* THE INPUT:

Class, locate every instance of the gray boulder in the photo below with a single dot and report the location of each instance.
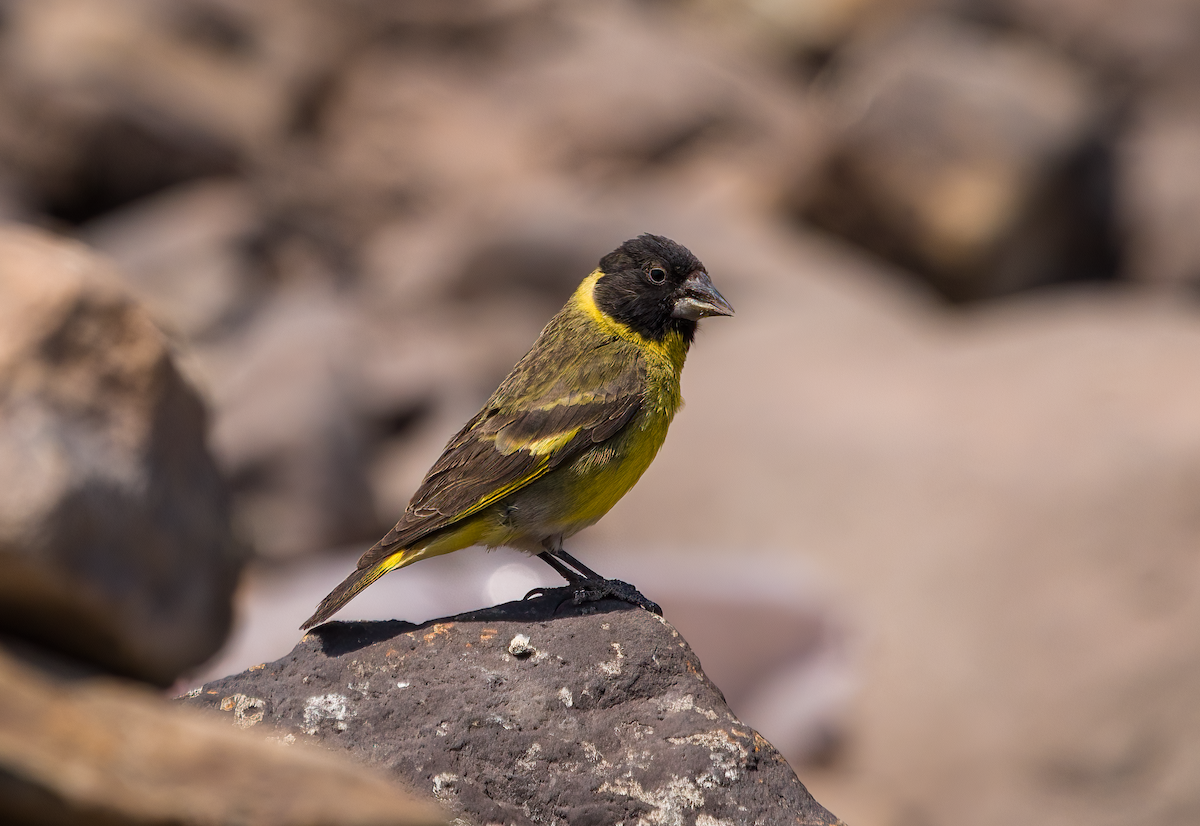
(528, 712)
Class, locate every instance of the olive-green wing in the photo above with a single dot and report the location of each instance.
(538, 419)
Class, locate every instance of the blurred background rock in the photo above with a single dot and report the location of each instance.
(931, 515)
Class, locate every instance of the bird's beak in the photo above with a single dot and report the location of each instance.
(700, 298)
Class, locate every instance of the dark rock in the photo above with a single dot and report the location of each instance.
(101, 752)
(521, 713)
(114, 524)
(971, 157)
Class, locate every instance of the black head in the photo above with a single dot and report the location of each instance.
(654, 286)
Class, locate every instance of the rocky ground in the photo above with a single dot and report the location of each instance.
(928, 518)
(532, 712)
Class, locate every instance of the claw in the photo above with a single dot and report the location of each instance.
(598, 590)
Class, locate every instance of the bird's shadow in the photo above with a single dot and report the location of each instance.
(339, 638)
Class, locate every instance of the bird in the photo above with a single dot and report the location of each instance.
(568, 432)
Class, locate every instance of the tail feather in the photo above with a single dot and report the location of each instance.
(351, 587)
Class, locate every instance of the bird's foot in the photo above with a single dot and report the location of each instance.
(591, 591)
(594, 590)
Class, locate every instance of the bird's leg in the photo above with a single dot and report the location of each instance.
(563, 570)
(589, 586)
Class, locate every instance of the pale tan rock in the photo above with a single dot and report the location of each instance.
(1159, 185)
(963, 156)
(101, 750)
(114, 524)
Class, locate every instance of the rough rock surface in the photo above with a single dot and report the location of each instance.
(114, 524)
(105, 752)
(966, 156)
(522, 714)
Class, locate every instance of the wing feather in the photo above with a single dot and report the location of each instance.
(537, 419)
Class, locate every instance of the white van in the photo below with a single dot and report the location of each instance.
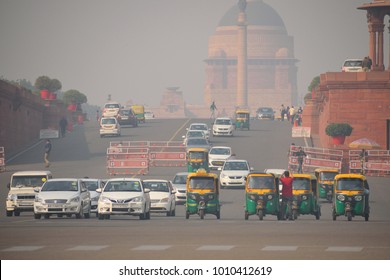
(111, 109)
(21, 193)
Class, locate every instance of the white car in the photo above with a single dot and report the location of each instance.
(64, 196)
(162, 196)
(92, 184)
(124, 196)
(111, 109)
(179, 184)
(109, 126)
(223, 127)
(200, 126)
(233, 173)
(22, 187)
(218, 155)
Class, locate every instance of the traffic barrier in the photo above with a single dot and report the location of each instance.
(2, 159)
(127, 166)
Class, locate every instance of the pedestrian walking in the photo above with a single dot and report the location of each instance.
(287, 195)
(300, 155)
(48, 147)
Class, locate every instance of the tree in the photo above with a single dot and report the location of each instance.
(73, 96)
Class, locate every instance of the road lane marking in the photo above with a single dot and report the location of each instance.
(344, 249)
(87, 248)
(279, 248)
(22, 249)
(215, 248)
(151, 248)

--

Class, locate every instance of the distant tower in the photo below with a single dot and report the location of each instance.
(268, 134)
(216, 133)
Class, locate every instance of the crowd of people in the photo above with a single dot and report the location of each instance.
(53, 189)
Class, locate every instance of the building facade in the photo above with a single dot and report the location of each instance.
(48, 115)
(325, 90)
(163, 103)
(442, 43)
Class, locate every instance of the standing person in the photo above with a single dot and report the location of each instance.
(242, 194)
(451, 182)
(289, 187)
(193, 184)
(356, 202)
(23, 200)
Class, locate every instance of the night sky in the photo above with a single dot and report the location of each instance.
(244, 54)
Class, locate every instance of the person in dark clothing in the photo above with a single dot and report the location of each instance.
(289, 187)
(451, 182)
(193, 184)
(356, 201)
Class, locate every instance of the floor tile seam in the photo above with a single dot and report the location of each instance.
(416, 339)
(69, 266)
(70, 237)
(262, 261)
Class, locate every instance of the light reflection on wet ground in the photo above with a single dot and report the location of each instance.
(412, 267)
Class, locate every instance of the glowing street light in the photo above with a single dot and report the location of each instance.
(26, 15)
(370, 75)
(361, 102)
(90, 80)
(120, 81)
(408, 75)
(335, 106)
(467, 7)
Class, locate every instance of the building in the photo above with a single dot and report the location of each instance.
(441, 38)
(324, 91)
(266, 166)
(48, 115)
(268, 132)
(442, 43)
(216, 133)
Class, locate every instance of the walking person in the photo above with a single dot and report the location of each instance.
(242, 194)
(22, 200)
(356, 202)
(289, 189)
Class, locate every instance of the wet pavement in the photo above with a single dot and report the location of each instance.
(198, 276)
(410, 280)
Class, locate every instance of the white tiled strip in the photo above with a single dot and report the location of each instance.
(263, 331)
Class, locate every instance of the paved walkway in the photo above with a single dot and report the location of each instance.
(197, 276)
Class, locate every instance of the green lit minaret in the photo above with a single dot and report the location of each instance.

* TRY IT:
Transcribe the records above exactly, beginning at the line that contains "Class, locate every instance of the paved" and ending with the line that contains "Class, locate every instance of the green", both included, and nothing else.

* RESULT OF THIS TASK:
Class, locate every instance of the paved walkway in the photo above with a single dot and report the location of each instance.
(197, 276)
Class, locate every instance of the green lit minaret in the photo above with a single dot and report the location of each instance.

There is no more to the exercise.